--- TEXT ---

Looking for an end-of-year getaway?
Madeira is one of those Goldilocks holiday spots. It gets decent weather most of the year, being situated in the Atlantic Ocean and geographically closer to Africa than Europe.
The Portuguese island is sleepy and slow paced, even in Funchal, the capital city.
For this reason, it makes for an ideal short break for those with relaxation at the top of their priority list.
Over four days we got to explore lots of local activities along with one of the top hotels you can stay in.
Though if you’re flying from the UK and straight back home, make the trip five days long, as the near four-hour flight feels a bit too out of reach for a long weekend.
Here’s why we think you should add Madeira to your travel list.
The place to stay is Savoy Palace – while it’s nothing to do with the Savoy here though it’s genuinely filled with plenty to experience and try.

--- DATASET RECORDS ---

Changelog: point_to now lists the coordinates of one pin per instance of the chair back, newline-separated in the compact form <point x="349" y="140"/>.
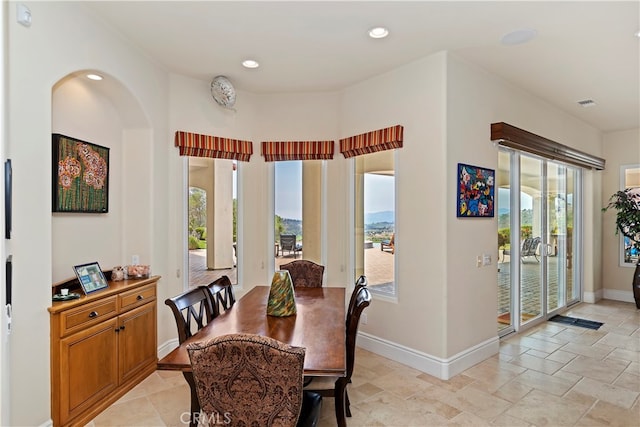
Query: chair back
<point x="221" y="296"/>
<point x="191" y="310"/>
<point x="360" y="283"/>
<point x="362" y="300"/>
<point x="305" y="273"/>
<point x="288" y="242"/>
<point x="248" y="380"/>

---

## [GIVEN INSTRUCTION 1]
In the Madeira text, what is the capital city of the island?
## [GIVEN INSTRUCTION 2]
Decide whether each statement agrees with the Madeira text, answering yes or no and quoting the words that settle it.
(a) Madeira lies geographically closer to Europe than to Africa.
(b) The visit described in the text lasted four days.
(c) The flight from the UK takes close to four hours.
## [GIVEN INSTRUCTION 3]
Write the next part of the Madeira text, picking up after its final sentence.

## [RESPONSE 1]
Funchal

## [RESPONSE 2]
(a) No: "geographically closer to Africa than Europe"
(b) Yes: "Over four days we got to explore lots of local activities"
(c) Yes: "the near four-hour flight"

## [RESPONSE 3]
The rooms are second to none. The suite I stayed in – going for around £650 a night at this time of the year – had two showers and a bath, a huge comfy bed, a sea view with a large balcony, and a sitting area.
I’m never one for idling away time in a hotel room, being keen to explore, but I must admit I very reluctantly left this peaceful, dreamy space.
Being in one of the most luxurious of suites offered means access to a private infinity pool.
I made use of it in the early mornings when no one else was there, calmly swimming up and down while looking out onto the sea and the surrounding mountains.
These quiet half hour sessions couldn’t have been more perfect – and I even snuck over there one morning before the sun rose, basking in the moonlight.
The spa facilities were great too, with all the things you’d expect – a sauna, steam room, pool, and jacuzzi.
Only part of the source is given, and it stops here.